• [Problem to solve] Copy every one of the records below word for word, line by line.
□ □ □ □ □
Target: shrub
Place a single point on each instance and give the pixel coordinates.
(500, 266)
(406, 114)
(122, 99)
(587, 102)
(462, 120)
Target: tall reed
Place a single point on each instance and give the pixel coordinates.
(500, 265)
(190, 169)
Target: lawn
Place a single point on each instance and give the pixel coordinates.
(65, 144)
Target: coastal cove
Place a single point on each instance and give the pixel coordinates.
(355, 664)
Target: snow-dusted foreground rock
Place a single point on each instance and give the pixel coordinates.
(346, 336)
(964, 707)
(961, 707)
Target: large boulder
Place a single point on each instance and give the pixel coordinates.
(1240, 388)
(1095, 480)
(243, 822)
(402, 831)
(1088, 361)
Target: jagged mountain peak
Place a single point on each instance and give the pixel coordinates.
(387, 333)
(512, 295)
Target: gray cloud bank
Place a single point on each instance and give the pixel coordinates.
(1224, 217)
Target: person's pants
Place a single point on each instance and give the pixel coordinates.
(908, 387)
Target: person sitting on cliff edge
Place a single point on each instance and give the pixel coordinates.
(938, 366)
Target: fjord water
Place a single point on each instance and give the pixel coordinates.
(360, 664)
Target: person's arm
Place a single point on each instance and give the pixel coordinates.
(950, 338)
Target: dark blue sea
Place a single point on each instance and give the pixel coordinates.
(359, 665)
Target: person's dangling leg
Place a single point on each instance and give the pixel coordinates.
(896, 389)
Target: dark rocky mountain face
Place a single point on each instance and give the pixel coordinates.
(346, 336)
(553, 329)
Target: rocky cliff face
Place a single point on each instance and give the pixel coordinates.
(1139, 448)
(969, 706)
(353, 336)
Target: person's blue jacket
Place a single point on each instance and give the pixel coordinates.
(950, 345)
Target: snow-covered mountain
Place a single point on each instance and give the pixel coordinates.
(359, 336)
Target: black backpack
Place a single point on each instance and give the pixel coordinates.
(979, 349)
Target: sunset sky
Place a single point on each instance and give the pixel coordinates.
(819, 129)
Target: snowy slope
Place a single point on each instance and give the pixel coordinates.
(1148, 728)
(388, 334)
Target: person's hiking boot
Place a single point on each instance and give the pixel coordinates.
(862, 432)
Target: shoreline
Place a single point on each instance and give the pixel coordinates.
□ □ □ □ □
• [Exercise solution]
Target: shrub
Place a single point on each instance and give the pixel coordinates.
(500, 266)
(406, 114)
(122, 99)
(587, 102)
(462, 120)
Target: tall reed
Place a single point on each instance and give the pixel coordinates.
(500, 265)
(190, 169)
Target: lawn
Place a single point on each instance and give the pixel coordinates.
(65, 144)
Target: coastal cove
Place a single point on each instance and give the pixel coordinates.
(355, 664)
Target: snow-dusted foreground rock
Place a single point on each instance and give the pixel coordinates.
(346, 336)
(964, 707)
(961, 707)
Target: large boulder
Place a single point on each instance and give the pixel coordinates.
(1240, 388)
(1095, 480)
(243, 822)
(402, 831)
(1088, 361)
Target: jagged mountain peak
Place a single point on each instance and give the pixel coordinates.
(387, 333)
(512, 295)
Target: gray cloud bank
Place a single point on each instance and give the pixel coordinates.
(1224, 217)
Target: person's pants
Place a single point on each instance and give the pixel coordinates.
(908, 387)
Target: person sitting on cliff edge
Place a single point on each instance and give the pixel coordinates.
(938, 366)
Target: fjord water
Place a single point on each instance and give the pixel coordinates.
(360, 664)
Target: person's arm
Place a single point on each instance and give the pixel coordinates.
(950, 338)
Target: dark blue sea
Place a single point on each instance and give the pixel coordinates.
(359, 665)
Target: person's dangling leg
Place a single point on each instance and give the pixel coordinates.
(896, 389)
Target: dark rocky mountain face
Place a single point on each instance and give the pixel coordinates.
(346, 336)
(553, 329)
Target: rocky cliff face
Place a single point on each instance and give the pixel coordinates.
(1139, 448)
(969, 706)
(353, 336)
Target: person's blue jacket
Place a single point on each instance and give the pixel coordinates.
(950, 345)
Target: snow-covered mountain
Place a single point on each instance and give the pixel coordinates.
(359, 336)
Target: black backpack
Place a single point on each instance and give the pixel coordinates.
(979, 349)
Target: sunset sky
Place a single point on each instance and give the pixel coordinates.
(819, 129)
Target: snowy slope
Place a single point on each instance and give the pixel coordinates.
(1148, 728)
(388, 334)
Target: person's hiking boot
Place a single point on each instance and give the pixel coordinates.
(862, 432)
Target: shoreline
Place a single point on each instance and give the pixel coordinates.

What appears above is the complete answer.